• _Texto dado_:
============

I – AA, intentou a presente ação especial emergente de acidente de trabalho contra “A... – COMPANHIA DE SEGUROS, S.A.”, e B..., SA, pedindo que a ação seja julgada procedente, devendo, por via disso:

“I – Serem as RR, condenadas a reconhecerem como de trabalho o acidente descrito na P.I., bem como, a existência de nexo de causalidade entre as lesões elencadas na presente P.I. e o acidente;

II- Serem as RR, condenadas a indemnizar a A. na quantia de € 250,00, a título de despesas com transportes em deslocações tratamentos e consultas médicas, no âmbito da assistência medica recebida na sequência do suprarreferido acidente de trabalho.

III- Serem as RR, condenadas a indemnizar a A. na quantia de €10.011,43, a título de indemnização por incapacidades temporárias.

IV- Serem as RR., condenadas a pagar à A., uma pensão anual e vitalícia (ou obrigatoriamente remível) a fixar de acordo com o grau de Incapacidade Permanente Parcial do A., a calcular/determinar em função do resultado do exame por junta médica a realizar; tendo por base a retribuição anual ilíquida de € 13.698,88, desde o dia seguinte ao da alta, ou seja, 15/06/2023.

V- Serem as RR. condenadas a pagar à A., a quantia de € 100,00 a título de despesas já efetuadas com transportes em deslocações a este Juízo de Trabalho, para realização de perícia médica e outros atos processuais.

VI- Serem as RR., condenadas a pagar à A., todos os tratamentos presentes e futuros de médicos, medicamentosos, terapêuticos, cirúrgicos, de fisioterapia, psicológicos, entre outros, de que este necessite, necessárias para o tratamento das lesões sofridas no acidente de trabalho a que se reportam os presentes autos.

VII- Serem as RR., condenadas a pagar à A., juros de mora, à taxa legal de 4% ao ano, desde a data do vencimento das prestações pecuniárias em atraso até ao seu efetivo e integral pagamento – cfr. Art. 135º do C.P.T.”

============

• _Dados fornecidos_:

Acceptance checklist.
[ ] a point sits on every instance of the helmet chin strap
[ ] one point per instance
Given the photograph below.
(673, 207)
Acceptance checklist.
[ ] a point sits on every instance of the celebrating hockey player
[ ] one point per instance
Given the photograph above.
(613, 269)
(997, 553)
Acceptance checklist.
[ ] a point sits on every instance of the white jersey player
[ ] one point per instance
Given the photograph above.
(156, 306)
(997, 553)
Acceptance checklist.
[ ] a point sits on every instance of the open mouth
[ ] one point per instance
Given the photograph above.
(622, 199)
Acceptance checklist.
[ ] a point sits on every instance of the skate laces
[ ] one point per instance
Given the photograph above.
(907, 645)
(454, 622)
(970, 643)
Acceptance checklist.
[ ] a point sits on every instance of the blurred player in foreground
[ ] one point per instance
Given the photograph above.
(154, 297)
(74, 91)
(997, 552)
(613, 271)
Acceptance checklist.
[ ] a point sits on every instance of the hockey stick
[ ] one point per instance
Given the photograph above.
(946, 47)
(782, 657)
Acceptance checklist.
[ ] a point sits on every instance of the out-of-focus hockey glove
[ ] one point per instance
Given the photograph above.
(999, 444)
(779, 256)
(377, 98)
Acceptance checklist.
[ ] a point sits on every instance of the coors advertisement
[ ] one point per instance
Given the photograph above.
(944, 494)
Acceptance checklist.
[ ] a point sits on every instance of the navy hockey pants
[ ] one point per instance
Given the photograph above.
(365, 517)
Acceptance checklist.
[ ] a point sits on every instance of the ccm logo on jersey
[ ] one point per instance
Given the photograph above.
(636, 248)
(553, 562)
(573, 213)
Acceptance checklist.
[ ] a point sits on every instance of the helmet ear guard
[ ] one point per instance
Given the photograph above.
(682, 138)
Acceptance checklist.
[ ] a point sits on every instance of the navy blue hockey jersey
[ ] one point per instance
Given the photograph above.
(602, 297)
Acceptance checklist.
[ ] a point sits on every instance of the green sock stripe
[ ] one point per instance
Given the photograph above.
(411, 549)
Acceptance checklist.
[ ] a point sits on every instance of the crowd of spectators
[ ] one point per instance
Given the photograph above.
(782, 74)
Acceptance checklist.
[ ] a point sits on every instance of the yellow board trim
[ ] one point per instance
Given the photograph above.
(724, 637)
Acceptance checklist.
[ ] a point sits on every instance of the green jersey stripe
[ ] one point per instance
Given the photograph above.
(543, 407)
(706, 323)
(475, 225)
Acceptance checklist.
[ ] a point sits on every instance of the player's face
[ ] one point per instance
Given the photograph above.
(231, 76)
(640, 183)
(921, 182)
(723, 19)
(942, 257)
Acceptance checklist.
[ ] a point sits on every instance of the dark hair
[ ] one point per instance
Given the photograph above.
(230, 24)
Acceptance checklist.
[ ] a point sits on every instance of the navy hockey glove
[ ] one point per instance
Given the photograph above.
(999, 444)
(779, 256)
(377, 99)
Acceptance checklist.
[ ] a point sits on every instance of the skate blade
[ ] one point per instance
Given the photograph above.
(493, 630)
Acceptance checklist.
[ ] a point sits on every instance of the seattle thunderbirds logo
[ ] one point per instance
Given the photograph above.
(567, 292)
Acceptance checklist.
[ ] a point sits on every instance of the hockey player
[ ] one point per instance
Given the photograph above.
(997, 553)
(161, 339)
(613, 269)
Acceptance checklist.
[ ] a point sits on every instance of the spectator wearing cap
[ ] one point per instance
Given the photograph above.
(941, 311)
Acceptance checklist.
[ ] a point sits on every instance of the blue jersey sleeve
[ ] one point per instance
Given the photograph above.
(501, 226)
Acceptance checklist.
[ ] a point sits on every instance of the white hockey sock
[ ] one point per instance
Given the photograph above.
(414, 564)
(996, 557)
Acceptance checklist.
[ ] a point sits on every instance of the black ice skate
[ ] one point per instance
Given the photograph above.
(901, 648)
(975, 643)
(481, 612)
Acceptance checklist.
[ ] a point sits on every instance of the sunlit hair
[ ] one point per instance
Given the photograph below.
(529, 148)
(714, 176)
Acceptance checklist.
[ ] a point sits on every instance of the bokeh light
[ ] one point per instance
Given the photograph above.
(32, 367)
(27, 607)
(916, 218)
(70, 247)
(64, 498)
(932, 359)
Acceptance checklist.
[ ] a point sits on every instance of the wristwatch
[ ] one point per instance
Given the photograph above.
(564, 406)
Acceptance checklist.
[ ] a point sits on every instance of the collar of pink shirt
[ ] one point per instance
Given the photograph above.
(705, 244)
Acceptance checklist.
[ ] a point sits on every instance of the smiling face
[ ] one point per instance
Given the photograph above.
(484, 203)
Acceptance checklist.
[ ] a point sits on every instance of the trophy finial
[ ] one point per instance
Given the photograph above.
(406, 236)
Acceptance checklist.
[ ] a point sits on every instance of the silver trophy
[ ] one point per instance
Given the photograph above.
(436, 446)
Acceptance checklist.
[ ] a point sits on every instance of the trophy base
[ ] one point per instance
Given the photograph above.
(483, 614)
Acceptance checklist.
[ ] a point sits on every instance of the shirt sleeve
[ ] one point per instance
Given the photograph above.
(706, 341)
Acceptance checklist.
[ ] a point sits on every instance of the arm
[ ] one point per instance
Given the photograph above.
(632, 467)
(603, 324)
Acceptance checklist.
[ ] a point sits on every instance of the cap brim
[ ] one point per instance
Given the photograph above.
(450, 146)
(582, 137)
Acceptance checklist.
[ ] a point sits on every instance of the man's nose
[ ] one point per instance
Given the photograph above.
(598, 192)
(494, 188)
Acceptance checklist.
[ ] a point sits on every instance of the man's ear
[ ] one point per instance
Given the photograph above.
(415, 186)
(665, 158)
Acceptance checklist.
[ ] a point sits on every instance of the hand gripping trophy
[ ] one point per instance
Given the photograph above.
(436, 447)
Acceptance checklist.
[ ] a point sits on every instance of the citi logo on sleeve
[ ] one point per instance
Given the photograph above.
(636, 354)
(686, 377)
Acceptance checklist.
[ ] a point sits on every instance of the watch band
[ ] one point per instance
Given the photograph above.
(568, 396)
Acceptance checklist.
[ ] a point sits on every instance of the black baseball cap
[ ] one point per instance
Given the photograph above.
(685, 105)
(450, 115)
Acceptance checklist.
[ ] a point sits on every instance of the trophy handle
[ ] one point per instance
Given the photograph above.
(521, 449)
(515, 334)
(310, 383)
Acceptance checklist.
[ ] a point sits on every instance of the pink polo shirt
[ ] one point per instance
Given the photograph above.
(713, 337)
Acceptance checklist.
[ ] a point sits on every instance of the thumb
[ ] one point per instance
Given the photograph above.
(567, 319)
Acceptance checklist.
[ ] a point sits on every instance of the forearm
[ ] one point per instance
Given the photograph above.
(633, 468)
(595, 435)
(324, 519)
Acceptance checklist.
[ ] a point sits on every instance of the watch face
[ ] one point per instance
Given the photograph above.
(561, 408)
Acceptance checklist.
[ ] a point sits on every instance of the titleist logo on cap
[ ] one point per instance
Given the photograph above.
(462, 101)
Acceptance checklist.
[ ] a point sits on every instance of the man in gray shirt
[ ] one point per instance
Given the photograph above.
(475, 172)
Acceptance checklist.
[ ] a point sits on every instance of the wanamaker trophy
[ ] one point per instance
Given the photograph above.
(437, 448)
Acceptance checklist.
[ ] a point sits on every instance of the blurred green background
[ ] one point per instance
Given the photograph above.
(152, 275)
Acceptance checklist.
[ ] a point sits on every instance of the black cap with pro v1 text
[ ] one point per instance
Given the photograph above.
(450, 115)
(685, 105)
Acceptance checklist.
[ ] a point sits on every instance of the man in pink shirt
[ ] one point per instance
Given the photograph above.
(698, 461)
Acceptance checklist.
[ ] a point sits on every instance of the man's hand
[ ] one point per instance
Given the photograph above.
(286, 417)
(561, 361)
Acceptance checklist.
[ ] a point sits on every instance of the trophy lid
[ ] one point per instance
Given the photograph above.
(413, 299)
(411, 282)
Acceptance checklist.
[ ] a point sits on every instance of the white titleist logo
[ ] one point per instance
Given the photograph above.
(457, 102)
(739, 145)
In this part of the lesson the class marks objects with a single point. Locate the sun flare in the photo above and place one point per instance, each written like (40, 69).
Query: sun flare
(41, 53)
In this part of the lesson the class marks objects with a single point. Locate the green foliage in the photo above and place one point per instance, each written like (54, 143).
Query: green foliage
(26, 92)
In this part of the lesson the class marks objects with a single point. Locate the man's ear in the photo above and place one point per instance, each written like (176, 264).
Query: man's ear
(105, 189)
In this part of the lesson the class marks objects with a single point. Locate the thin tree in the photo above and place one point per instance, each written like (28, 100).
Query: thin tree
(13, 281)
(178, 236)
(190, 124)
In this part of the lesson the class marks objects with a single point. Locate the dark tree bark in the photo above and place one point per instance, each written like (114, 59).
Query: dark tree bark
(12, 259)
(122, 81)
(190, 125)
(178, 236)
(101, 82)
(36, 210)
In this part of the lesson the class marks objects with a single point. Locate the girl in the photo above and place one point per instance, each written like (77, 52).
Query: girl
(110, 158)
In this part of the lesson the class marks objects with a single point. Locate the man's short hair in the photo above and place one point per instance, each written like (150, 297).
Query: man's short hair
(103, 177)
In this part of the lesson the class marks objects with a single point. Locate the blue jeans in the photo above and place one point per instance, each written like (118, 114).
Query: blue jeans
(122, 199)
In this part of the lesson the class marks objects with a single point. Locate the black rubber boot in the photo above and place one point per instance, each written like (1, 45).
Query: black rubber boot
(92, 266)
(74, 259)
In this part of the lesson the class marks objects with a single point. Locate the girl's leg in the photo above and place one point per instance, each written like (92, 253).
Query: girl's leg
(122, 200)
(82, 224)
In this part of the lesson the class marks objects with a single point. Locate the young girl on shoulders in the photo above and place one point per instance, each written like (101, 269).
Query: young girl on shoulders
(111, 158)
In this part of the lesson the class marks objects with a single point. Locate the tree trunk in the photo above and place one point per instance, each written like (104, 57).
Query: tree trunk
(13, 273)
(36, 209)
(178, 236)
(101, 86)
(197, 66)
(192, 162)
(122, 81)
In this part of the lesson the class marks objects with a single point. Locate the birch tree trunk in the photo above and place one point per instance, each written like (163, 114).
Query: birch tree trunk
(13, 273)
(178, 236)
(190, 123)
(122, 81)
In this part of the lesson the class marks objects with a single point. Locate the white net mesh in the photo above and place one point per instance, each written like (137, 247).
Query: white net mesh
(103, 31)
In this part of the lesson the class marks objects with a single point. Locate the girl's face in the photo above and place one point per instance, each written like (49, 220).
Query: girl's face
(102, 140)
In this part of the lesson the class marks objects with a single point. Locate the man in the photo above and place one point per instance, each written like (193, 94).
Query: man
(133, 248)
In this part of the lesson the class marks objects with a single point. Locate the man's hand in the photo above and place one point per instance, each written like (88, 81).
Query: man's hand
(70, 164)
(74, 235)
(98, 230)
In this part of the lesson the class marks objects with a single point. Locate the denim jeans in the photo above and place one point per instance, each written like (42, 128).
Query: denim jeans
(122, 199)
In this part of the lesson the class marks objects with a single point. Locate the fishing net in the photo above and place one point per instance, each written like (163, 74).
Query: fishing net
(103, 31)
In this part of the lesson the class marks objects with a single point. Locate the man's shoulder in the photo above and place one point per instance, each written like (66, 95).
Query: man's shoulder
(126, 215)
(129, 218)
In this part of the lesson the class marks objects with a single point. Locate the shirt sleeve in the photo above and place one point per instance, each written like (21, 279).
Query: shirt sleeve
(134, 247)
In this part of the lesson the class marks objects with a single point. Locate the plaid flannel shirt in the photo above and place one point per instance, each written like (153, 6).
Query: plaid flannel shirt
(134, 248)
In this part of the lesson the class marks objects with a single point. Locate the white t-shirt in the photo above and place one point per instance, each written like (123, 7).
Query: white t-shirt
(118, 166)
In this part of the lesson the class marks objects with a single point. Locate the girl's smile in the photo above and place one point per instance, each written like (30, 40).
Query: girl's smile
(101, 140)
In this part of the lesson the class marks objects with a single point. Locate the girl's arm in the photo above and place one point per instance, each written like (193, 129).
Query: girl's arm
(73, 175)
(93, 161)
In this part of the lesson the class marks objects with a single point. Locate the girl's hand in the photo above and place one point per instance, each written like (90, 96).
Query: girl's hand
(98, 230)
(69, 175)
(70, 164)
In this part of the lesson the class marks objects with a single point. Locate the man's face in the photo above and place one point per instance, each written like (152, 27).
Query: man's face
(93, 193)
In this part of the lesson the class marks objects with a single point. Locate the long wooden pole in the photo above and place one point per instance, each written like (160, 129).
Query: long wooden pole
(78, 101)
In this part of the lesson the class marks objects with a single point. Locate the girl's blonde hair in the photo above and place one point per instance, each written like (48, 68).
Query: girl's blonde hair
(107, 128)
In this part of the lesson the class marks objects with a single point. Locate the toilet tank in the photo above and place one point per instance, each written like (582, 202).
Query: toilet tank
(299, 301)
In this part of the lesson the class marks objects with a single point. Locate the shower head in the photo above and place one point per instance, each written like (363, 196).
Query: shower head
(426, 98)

============

• _Tarefa_:
Escreva, sem mudar nada, o trecho do texto sobre a ação de acidente de trabalho que vai de "III- Serem as" até "ou seja, 15/06/2023.". Os registros não têm papel nenhum aqui.

• _Resposta_:
III- Serem as RR, condenadas a indemnizar a A. na quantia de €10.011,43, a título de indemnização por incapacidades temporárias.

IV- Serem as RR., condenadas a pagar à A., uma pensão anual e vitalícia (ou obrigatoriamente remível) a fixar de acordo com o grau de Incapacidade Permanente Parcial do A., a calcular/determinar em função do resultado do exame por junta médica a realizar; tendo por base a retribuição anual ilíquida de € 13.698,88, desde o dia seguinte ao da alta, ou seja, 15/06/2023.